Aufgabenstellung: Zitiere aus den folgenden Einträgen den Abschnitt von der Zeile mit „Target: hillside“ bis einschließlich der Zeile mit „column 414, row 57“ zeichengenau und ohne Änderungen.

Gegebene Daten:
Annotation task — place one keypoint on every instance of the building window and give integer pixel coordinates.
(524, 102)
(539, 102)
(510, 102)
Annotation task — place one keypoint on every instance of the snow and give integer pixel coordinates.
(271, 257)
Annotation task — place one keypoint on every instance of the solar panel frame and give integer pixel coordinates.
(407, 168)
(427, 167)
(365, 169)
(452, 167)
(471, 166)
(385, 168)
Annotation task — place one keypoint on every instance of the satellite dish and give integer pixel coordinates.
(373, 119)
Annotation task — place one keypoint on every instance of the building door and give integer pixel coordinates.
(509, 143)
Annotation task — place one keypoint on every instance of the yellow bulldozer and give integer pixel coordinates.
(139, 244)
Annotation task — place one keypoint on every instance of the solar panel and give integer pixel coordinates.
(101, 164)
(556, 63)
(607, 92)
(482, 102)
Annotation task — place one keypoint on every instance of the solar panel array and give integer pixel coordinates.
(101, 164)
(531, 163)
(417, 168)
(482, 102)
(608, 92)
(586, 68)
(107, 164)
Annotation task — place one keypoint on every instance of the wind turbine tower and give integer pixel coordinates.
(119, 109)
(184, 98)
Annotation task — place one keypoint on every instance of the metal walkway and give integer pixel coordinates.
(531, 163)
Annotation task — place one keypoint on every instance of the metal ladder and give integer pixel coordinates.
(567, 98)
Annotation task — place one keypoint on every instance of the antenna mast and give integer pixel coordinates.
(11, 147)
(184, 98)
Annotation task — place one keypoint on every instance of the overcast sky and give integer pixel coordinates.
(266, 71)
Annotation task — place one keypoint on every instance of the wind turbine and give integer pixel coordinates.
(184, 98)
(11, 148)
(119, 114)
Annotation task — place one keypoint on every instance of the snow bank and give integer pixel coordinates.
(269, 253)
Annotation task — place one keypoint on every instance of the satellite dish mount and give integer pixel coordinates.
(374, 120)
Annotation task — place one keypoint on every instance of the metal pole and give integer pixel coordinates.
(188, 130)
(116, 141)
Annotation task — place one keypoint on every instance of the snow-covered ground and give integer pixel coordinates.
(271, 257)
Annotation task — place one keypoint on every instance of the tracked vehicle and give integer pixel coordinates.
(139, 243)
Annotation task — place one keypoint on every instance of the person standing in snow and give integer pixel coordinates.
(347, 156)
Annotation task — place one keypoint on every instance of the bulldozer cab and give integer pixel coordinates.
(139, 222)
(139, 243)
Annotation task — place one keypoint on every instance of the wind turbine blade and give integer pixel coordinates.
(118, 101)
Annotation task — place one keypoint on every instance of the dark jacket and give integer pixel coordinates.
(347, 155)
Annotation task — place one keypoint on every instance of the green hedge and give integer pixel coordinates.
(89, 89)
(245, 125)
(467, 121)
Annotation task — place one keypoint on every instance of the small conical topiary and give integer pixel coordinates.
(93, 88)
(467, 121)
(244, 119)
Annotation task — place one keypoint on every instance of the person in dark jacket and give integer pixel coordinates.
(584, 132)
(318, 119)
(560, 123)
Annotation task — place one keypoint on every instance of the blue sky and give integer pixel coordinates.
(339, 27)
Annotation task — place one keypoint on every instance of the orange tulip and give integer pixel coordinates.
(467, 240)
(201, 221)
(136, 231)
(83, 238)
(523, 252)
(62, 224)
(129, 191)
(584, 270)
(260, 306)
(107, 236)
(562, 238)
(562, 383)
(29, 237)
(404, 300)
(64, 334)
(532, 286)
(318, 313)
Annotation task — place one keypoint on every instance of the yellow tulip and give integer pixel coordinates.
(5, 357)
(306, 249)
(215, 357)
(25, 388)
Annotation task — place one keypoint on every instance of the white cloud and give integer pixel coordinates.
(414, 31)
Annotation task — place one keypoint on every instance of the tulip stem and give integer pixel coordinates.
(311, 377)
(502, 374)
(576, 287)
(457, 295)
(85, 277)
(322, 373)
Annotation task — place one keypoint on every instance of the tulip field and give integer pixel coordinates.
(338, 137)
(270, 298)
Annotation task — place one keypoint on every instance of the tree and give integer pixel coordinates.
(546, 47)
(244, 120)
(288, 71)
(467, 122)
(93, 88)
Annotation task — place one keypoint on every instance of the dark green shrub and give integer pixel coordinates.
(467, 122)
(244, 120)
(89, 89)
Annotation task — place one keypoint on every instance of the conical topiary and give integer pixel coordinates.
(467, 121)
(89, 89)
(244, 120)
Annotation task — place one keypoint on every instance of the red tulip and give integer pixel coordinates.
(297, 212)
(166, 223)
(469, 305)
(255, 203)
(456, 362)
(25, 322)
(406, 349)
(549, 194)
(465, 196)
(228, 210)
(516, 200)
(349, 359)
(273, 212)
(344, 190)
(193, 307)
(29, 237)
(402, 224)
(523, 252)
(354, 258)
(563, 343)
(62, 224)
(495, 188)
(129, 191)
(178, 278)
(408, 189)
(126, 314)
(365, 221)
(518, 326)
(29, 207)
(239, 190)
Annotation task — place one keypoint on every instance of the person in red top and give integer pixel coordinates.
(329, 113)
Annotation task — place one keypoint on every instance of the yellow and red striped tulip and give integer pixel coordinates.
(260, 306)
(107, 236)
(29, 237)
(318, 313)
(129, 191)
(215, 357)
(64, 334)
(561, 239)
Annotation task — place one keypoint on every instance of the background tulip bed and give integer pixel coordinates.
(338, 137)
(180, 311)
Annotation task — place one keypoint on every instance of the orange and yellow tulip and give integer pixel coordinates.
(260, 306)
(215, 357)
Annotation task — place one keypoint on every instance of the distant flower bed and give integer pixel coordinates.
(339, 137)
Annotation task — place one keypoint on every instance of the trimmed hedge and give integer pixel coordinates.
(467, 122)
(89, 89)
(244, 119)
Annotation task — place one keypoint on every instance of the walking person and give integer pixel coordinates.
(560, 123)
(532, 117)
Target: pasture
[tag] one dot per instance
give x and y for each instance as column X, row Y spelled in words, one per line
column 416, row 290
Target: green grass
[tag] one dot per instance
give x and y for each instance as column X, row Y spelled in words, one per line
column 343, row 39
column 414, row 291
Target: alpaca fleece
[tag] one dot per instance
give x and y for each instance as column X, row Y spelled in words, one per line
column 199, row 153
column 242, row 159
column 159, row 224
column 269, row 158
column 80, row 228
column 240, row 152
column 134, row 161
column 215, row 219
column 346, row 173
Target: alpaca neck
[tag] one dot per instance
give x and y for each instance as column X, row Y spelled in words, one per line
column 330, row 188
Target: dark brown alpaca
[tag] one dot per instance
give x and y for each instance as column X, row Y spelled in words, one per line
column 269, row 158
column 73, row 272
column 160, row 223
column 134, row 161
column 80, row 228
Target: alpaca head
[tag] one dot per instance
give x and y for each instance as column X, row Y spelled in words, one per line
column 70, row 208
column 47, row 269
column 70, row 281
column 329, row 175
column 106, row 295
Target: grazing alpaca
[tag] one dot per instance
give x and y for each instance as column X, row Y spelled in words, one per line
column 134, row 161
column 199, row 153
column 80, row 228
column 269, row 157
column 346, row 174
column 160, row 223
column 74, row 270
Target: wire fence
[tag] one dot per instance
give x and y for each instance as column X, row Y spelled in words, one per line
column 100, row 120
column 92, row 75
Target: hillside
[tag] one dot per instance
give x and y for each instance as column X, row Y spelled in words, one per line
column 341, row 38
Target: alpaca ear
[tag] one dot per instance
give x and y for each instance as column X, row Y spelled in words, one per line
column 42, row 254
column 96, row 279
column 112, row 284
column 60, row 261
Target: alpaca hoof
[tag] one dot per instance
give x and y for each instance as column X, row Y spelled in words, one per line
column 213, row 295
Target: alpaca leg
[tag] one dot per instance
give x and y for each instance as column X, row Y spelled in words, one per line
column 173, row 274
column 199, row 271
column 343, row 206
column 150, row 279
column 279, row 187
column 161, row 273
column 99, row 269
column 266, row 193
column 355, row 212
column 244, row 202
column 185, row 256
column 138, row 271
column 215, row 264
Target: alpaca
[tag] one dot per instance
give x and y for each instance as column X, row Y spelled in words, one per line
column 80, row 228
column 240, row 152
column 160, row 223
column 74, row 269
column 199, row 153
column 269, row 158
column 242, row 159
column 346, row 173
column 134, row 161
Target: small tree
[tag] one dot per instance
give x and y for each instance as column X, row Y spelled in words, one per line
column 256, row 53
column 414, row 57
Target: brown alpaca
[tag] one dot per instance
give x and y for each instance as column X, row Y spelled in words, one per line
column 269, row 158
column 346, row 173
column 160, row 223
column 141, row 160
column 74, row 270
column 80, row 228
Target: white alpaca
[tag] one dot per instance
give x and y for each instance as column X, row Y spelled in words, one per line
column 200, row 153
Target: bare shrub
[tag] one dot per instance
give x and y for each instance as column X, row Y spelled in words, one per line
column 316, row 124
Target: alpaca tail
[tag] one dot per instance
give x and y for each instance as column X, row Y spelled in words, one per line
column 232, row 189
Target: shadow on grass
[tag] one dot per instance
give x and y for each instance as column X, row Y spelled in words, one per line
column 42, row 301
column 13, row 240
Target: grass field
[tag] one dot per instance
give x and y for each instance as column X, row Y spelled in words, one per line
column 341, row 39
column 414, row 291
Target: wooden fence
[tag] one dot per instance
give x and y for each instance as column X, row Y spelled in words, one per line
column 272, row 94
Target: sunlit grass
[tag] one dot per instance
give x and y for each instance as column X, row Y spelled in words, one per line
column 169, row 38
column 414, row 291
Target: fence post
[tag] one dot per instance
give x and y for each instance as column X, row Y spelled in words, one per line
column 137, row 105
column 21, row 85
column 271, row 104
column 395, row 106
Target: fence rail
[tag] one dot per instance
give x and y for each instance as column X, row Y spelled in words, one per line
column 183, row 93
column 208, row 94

Ausgabe:
Target: hillside
[tag] one dot per instance
give x and y for each instance as column X, row Y spelled in words, one per line
column 341, row 38
Target: alpaca ear
[tag] one dot per instance
give x and y for each instance as column X, row Y spelled in words, one per line
column 42, row 254
column 96, row 279
column 112, row 284
column 60, row 261
Target: alpaca hoof
[tag] one dot per instance
give x and y for each instance as column X, row Y spelled in words, one per line
column 213, row 295
Target: alpaca leg
[tag] one dot per instance
give x and y for each instance as column X, row Y spelled in words, one per line
column 173, row 274
column 199, row 271
column 343, row 206
column 150, row 279
column 279, row 187
column 161, row 273
column 99, row 269
column 266, row 193
column 355, row 212
column 244, row 202
column 185, row 256
column 138, row 271
column 215, row 264
Target: alpaca
[tag] one dot per instance
give x and y for each instance as column X, row Y spelled in words, one per line
column 80, row 228
column 240, row 152
column 160, row 223
column 74, row 269
column 199, row 153
column 269, row 158
column 242, row 159
column 346, row 173
column 134, row 161
Target: small tree
[tag] one dot per instance
give x and y for each instance as column X, row Y spelled in words, one per line
column 256, row 53
column 414, row 57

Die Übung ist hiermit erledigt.